**Given task**
Set out the data below as a two-column Markdown table, with the row number under "No." and the line under "Text". Skip any blank lines.

▼

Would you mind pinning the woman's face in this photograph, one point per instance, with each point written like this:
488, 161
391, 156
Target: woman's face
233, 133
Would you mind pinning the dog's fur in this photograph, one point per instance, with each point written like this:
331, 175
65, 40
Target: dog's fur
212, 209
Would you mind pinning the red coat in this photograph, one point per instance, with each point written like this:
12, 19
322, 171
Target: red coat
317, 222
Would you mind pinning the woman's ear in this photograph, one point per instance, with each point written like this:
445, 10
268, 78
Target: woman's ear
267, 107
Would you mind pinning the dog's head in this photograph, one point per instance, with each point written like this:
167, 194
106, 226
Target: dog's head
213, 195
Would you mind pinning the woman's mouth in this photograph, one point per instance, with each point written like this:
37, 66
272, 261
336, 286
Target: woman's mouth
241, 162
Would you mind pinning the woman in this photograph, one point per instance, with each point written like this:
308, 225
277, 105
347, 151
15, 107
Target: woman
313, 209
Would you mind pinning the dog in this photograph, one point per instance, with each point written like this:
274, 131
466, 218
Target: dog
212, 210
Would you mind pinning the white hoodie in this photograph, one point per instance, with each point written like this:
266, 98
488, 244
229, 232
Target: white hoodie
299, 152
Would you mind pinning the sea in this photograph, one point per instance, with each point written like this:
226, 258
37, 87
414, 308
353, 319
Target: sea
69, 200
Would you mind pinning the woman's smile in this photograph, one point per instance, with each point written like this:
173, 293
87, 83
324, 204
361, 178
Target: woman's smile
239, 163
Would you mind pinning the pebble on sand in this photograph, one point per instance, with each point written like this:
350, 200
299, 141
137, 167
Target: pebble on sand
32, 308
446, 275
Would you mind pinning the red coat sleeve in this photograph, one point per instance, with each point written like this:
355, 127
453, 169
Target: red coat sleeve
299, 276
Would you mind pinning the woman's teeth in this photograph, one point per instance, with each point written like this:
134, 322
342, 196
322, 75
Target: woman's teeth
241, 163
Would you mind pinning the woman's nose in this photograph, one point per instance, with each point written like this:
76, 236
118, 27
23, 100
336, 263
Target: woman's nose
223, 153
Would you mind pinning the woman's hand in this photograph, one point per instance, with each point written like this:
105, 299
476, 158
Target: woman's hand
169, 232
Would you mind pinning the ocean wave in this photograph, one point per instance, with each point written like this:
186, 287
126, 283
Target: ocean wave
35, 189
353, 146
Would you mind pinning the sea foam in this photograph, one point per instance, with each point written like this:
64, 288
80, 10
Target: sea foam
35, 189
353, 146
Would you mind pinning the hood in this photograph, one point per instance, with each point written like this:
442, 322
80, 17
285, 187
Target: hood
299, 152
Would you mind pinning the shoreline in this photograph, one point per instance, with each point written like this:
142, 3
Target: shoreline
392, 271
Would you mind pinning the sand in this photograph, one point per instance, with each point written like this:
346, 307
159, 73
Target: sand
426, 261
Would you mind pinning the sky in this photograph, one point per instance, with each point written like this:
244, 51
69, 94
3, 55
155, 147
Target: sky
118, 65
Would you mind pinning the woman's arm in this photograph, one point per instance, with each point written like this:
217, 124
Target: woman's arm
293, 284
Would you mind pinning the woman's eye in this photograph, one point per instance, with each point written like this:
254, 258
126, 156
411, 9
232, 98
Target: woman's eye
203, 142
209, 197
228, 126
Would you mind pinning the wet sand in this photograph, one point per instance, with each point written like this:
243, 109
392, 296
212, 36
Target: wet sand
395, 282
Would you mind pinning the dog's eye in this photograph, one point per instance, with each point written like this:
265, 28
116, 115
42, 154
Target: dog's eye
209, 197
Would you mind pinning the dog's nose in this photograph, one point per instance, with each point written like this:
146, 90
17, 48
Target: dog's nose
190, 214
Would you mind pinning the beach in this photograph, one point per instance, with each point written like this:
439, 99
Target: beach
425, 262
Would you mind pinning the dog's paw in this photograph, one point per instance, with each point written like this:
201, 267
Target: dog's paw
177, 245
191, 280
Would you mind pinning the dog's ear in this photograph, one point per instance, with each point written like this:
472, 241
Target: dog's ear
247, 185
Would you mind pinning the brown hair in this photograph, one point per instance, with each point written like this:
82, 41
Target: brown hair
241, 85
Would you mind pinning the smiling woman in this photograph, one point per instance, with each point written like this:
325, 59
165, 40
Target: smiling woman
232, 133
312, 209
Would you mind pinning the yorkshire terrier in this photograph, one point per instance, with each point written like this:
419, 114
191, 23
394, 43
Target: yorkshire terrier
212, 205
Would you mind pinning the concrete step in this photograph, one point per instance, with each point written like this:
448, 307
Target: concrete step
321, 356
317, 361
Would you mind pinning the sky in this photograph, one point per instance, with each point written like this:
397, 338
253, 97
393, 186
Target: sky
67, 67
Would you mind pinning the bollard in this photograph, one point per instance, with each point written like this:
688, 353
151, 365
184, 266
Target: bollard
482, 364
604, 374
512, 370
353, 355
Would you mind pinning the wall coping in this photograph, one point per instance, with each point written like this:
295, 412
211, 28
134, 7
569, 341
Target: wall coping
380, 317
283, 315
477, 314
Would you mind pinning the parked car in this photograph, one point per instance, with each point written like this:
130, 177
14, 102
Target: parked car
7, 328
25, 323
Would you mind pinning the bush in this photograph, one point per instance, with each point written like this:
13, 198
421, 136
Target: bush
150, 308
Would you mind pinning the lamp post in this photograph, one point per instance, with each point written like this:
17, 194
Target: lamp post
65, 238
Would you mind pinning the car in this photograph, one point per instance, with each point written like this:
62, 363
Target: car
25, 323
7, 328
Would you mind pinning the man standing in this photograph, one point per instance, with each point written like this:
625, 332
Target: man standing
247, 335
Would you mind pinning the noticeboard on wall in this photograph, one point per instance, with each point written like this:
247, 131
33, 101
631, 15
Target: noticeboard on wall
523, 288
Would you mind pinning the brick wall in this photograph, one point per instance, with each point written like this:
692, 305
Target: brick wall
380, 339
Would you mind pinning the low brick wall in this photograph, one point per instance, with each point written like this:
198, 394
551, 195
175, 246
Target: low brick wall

▲

**Response to the exercise**
| No. | Text |
|---|---|
| 1 | Would you mind pinning the woman's face in this photograph, one point per instance, with each point written like this: |
| 2 | 488, 161 |
| 3 | 391, 156 |
| 4 | Target: woman's face |
| 5 | 233, 133 |
| 6 | Would you mind pinning the dog's fur in this photograph, one point per instance, with each point written like this: |
| 7 | 331, 175 |
| 8 | 65, 40 |
| 9 | Target: dog's fur |
| 10 | 212, 209 |
| 11 | Would you mind pinning the red coat in this photograph, one point per instance, with each point written like this: |
| 12 | 12, 19 |
| 13 | 322, 171 |
| 14 | Target: red coat |
| 15 | 317, 222 |
| 16 | Would you mind pinning the woman's ear in this photograph, one point per instance, with each point written like this: |
| 17 | 445, 10 |
| 18 | 268, 78 |
| 19 | Target: woman's ear |
| 20 | 267, 107 |
| 21 | Would you mind pinning the dog's head in this photograph, one point per instance, with each point written like this: |
| 22 | 167, 194 |
| 23 | 106, 226 |
| 24 | Target: dog's head |
| 25 | 213, 195 |
| 26 | Would you mind pinning the woman's mouth in this photograph, one point per instance, with each point written like this: |
| 27 | 37, 66 |
| 28 | 272, 261 |
| 29 | 336, 286 |
| 30 | Target: woman's mouth |
| 31 | 241, 162 |
| 32 | Would you mind pinning the woman in this photograph, one point per instance, with each point written like this: |
| 33 | 308, 225 |
| 34 | 277, 105 |
| 35 | 347, 151 |
| 36 | 15, 107 |
| 37 | Target: woman |
| 38 | 313, 209 |
| 39 | Would you mind pinning the dog in this photograph, one point per instance, with each point written like this: |
| 40 | 274, 131 |
| 41 | 466, 218 |
| 42 | Target: dog |
| 43 | 212, 210 |
| 44 | Would you mind pinning the white hoodie in this photograph, one point per instance, with each point written like this: |
| 45 | 266, 98 |
| 46 | 488, 244 |
| 47 | 229, 232 |
| 48 | Target: white hoodie |
| 49 | 299, 152 |
| 50 | Would you mind pinning the sea in this photograph, one point per instance, with each point written like this: |
| 51 | 226, 258 |
| 52 | 37, 87 |
| 53 | 414, 308 |
| 54 | 353, 319 |
| 55 | Target: sea |
| 56 | 69, 200 |
| 57 | Would you mind pinning the woman's smile in this photograph, one point per instance, with each point written like this: |
| 58 | 173, 293 |
| 59 | 87, 83 |
| 60 | 324, 204 |
| 61 | 361, 178 |
| 62 | Target: woman's smile |
| 63 | 239, 163 |
| 64 | Would you mind pinning the pebble on sand in this photograph, one point per instance, with each point written like this: |
| 65 | 350, 200 |
| 66 | 299, 141 |
| 67 | 137, 167 |
| 68 | Target: pebble on sand |
| 69 | 32, 308 |
| 70 | 446, 275 |
| 71 | Would you mind pinning the red coat sleeve in this photograph, one point per instance, with each point written like this: |
| 72 | 355, 127 |
| 73 | 453, 169 |
| 74 | Target: red coat sleeve |
| 75 | 299, 276 |
| 76 | Would you mind pinning the woman's teeth in this photograph, one point per instance, with each point written like this: |
| 77 | 134, 322 |
| 78 | 342, 196 |
| 79 | 322, 75 |
| 80 | Target: woman's teeth |
| 81 | 241, 163 |
| 82 | Would you mind pinning the woman's nose in this photograph, one point per instance, with each point written like this: |
| 83 | 76, 236 |
| 84 | 118, 27 |
| 85 | 23, 100 |
| 86 | 336, 263 |
| 87 | Target: woman's nose |
| 88 | 223, 153 |
| 89 | Would you mind pinning the woman's hand in this photograph, one point per instance, with each point written like this: |
| 90 | 105, 299 |
| 91 | 476, 158 |
| 92 | Target: woman's hand |
| 93 | 169, 232 |
| 94 | Would you mind pinning the ocean wave in this photograph, one point per instance, with each point written like this: |
| 95 | 186, 287 |
| 96 | 126, 283 |
| 97 | Target: ocean wave |
| 98 | 35, 189 |
| 99 | 353, 146 |
| 100 | Would you mind pinning the sea foam in this photograph, one point per instance, with each point written like this: |
| 101 | 64, 288 |
| 102 | 80, 10 |
| 103 | Target: sea foam |
| 104 | 35, 189 |
| 105 | 353, 146 |
| 106 | Would you mind pinning the hood in this photograph, one point per instance, with each point written like this: |
| 107 | 442, 322 |
| 108 | 80, 17 |
| 109 | 285, 187 |
| 110 | Target: hood |
| 111 | 299, 152 |
| 112 | Would you mind pinning the shoreline in this photograph, one point per instance, with each point written like this: |
| 113 | 142, 3 |
| 114 | Target: shoreline |
| 115 | 392, 271 |
| 116 | Would you mind pinning the sand in this photograph, one point per instance, with each point written like this: |
| 117 | 346, 307 |
| 118 | 159, 73 |
| 119 | Target: sand |
| 120 | 426, 261 |
| 121 | Would you mind pinning the sky in this photograph, one point per instance, with each point written like this: |
| 122 | 244, 51 |
| 123 | 69, 94 |
| 124 | 3, 55 |
| 125 | 155, 147 |
| 126 | Target: sky |
| 127 | 118, 65 |
| 128 | Would you mind pinning the woman's arm in this photograph, one point per instance, with each point written like this: |
| 129 | 217, 124 |
| 130 | Target: woman's arm |
| 131 | 293, 284 |
| 132 | Would you mind pinning the woman's eye in this photograph, one point per instance, with each point written like this: |
| 133 | 254, 258 |
| 134 | 126, 156 |
| 135 | 411, 9 |
| 136 | 232, 98 |
| 137 | Target: woman's eye |
| 138 | 203, 142 |
| 139 | 209, 197 |
| 140 | 228, 126 |
| 141 | Would you mind pinning the wet sand in this photograph, one point per instance, with each point written like this: |
| 142 | 243, 109 |
| 143 | 392, 296 |
| 144 | 212, 36 |
| 145 | Target: wet sand |
| 146 | 395, 282 |
| 147 | Would you mind pinning the dog's eye in this photograph, one point per instance, with each point written like this: |
| 148 | 265, 28 |
| 149 | 116, 115 |
| 150 | 42, 154 |
| 151 | Target: dog's eye |
| 152 | 209, 197 |
| 153 | Would you mind pinning the dog's nose in this photograph, one point per instance, with each point written like this: |
| 154 | 146, 90 |
| 155 | 17, 48 |
| 156 | Target: dog's nose |
| 157 | 190, 214 |
| 158 | Would you mind pinning the beach in this photograph, one point per instance, with each point written like this: |
| 159 | 439, 99 |
| 160 | Target: beach |
| 161 | 425, 262 |
| 162 | Would you mind pinning the dog's paw in this photograph, one point per instance, with each point written like this: |
| 163 | 201, 267 |
| 164 | Target: dog's paw |
| 165 | 177, 245 |
| 166 | 191, 280 |
| 167 | Would you mind pinning the dog's ear in this photograph, one point per instance, with each point written like this: |
| 168 | 472, 241 |
| 169 | Target: dog's ear |
| 170 | 247, 185 |
| 171 | Would you mind pinning the brown hair in this photograph, one point per instance, with each point written like this: |
| 172 | 82, 41 |
| 173 | Target: brown hair |
| 174 | 241, 85 |
| 175 | Would you mind pinning the smiling woman in this photograph, one point per instance, with each point written like this: |
| 176 | 325, 59 |
| 177 | 165, 40 |
| 178 | Target: smiling woman |
| 179 | 232, 133 |
| 180 | 312, 209 |
| 181 | Would you mind pinning the yorkshire terrier in this photograph, one point per instance, with each point written like this: |
| 182 | 419, 114 |
| 183 | 191, 23 |
| 184 | 394, 43 |
| 185 | Target: yorkshire terrier |
| 186 | 212, 205 |
| 187 | Would you mind pinning the concrete step in this photograph, one point per instance, with each point written like this: |
| 188 | 448, 307 |
| 189 | Target: concrete step |
| 190 | 321, 356 |
| 191 | 317, 361 |
| 192 | Would you mind pinning the sky in this photograph, one point per instance, with each point written like this: |
| 193 | 397, 338 |
| 194 | 253, 97 |
| 195 | 393, 186 |
| 196 | Target: sky |
| 197 | 67, 67 |
| 198 | Would you mind pinning the bollard in this photograph, one point per instance, with each point written like this: |
| 199 | 688, 353 |
| 200 | 151, 365 |
| 201 | 184, 266 |
| 202 | Target: bollard |
| 203 | 482, 364 |
| 204 | 604, 374 |
| 205 | 512, 370 |
| 206 | 353, 355 |
| 207 | Would you mind pinning the wall coping in this photograph, one point per instance, with each point written like this: |
| 208 | 295, 412 |
| 209 | 211, 28 |
| 210 | 134, 7 |
| 211 | 569, 341 |
| 212 | Target: wall coping |
| 213 | 380, 317 |
| 214 | 283, 315 |
| 215 | 477, 314 |
| 216 | Would you mind pinning the parked car in this photograph, one point per instance, with each point written like this: |
| 217 | 130, 177 |
| 218 | 14, 102 |
| 219 | Target: parked car |
| 220 | 7, 328 |
| 221 | 25, 323 |
| 222 | Would you mind pinning the bush in this photograph, one point per instance, with each point written like this: |
| 223 | 13, 198 |
| 224 | 421, 136 |
| 225 | Target: bush |
| 226 | 150, 308 |
| 227 | Would you mind pinning the lamp post in this photograph, one point per instance, with each point written like this: |
| 228 | 17, 194 |
| 229 | Target: lamp post |
| 230 | 65, 238 |
| 231 | Would you mind pinning the car in this photograph, one point per instance, with each point written like this: |
| 232 | 62, 363 |
| 233 | Target: car |
| 234 | 25, 323 |
| 235 | 7, 328 |
| 236 | Would you mind pinning the man standing in this photograph, one point per instance, with each point written like this: |
| 237 | 625, 332 |
| 238 | Target: man standing |
| 239 | 247, 335 |
| 240 | Would you mind pinning the noticeboard on wall in this photograph, one point per instance, with each point written like this: |
| 241 | 247, 131 |
| 242 | 33, 101 |
| 243 | 631, 15 |
| 244 | Target: noticeboard on wall |
| 245 | 523, 288 |
| 246 | Would you mind pinning the brick wall in this photograph, one point per instance, with each point written like this: |
| 247 | 692, 305 |
| 248 | Target: brick wall |
| 249 | 380, 339 |
| 250 | Would you mind pinning the low brick wall in this photograph, one point per instance, with each point written like this: |
| 251 | 198, 394 |
| 252 | 551, 195 |
| 253 | 175, 246 |
| 254 | Target: low brick wall |